▶ [Source text]

☆ ☆ ☆ ☆ ☆ ☆ ☆

Grant Fuhr
Page 15
Still, John Muckler could see which Sabre goalie had a bit less wear (Hasek was 30 to Grant’s 32) and the better numbers. It made for an uncomfortable dilemma. “Dominik was the best goalkeeper in the NHL last season,” explained Muckler as the Sabres assembled following the lockout. “Grant Fuhr’s history tells you he’s a Hall of Famer, and the way he’s played in camp shows he can still be a No. 1 goalie.”
Grant:
You knew he was younger than I was. He was going to play most of the games. You knew the transition’s going to happen at some point. He had signed a long-term deal (at three years/$8 million) so he wasn’t about to sit on the bench. Neither was I. When you head to the bench as No. 2 goalie, you’ve kind of surrendered. I wasn’t ready to surrender just yet.
Even so, Grant saw the future clearly. “If I’m a betting person, I’d bet I’m not here by training camp,” Fuhr told the Buffalo News. “That’s just my assessment of the situation. Economics say I won’t be here next year. That’s a goaltender for you. Always aware of where players stand, whether on the ice or amid the salary structure. They’ve got to sign 17 guys or so over the next year and a half, two years. That doesn’t bode well for somebody that’s 32 and making $2 million a year. So reality says I’ll be moving.”

☆ ☆ ☆ ☆ ☆ ☆ ☆

▶ [Given information]
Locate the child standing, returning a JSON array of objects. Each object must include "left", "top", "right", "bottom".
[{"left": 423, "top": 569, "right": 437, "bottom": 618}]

☆ ☆ ☆ ☆ ☆ ☆ ☆

▶ [Goals]
**A.** Using the Grant Fuhr excerpt, say whether each statement agrees with it, answering yes or no and quoting the deciding words: (i) Hasek was younger than Grant. (ii) Fuhr expected to still be with the team by training camp. (iii) Muckler called Dominik the best goalkeeper in the NHL the previous season.
**B.** Write a continuation of the Grant Fuhr excerpt, starting after its final sentence.
The lines play no part here.

▶ [Answers to the tasks]
**A.**
(i) Yes: "Hasek was 30 to Grant’s 32"
(ii) No: "If I’m a betting person, I’d bet I’m not here by training camp"
(iii) Yes: "Dominik was the best goalkeeper in the NHL last season"

**B.**
Reporters asked him if he might be ready to give up hockey if he got his pro golf card that summer. “I’d look at it,” Fuhr said. “I don’t know if I’d do it, but I’d look at it. Aw, I know I’d put in one more year [of hockey]. I may be a goalie, but I’m not dumb.”
In his own defence, Grant noted for the press that while Buffalo seemed a little rich in goal, the Sabres were not actually a deep team at the position. A second dependable goalie was not an extravagance—as his time in Edmonton had demonstrated more than once. Muckler could see the value, and wanted to keep Grant, but it would have to be at a lower price.
Grant:
My contract was coming up, and Muck called me in and said, “I can sign a deal with you as a backup, and you can have as long-term a deal as you’d like.” I probably could have gotten a four- or five-year term as a backup. Or I could decide to maybe go somewhere else and play. They gave me the option. I wasn’t ready to be a backup, so I said, “Well, if you can move me somewhere to play, I’ll try that.”
When Grant stumbled out of the gate in the lockout-shortened 1994–95 season, playing just three games and allowing 12 goals, the decision to send him elsewhere in search of a starting job became academic. On February 14, Buffalo sent him to play with his old pal Wayne Gretzky in Los Angeles. The deal was Grant for Alexei Zhitnik, Robb Stauber and Grant’s former Edmonton teammate Charlie Huddy. Once again it was an overpayment by a team hoping to catch some of the old Oilers magic from Grant. It was also a reflection of the respect his name commanded despite a bumpy few years.
The trade did give the Kings two of the more easy-going goalies in the league, with Grant and Kelly Hrudey. Kings defenceman Sean O’Donnell said that no team in the history of the league ever had two more outwardly mellow netminders.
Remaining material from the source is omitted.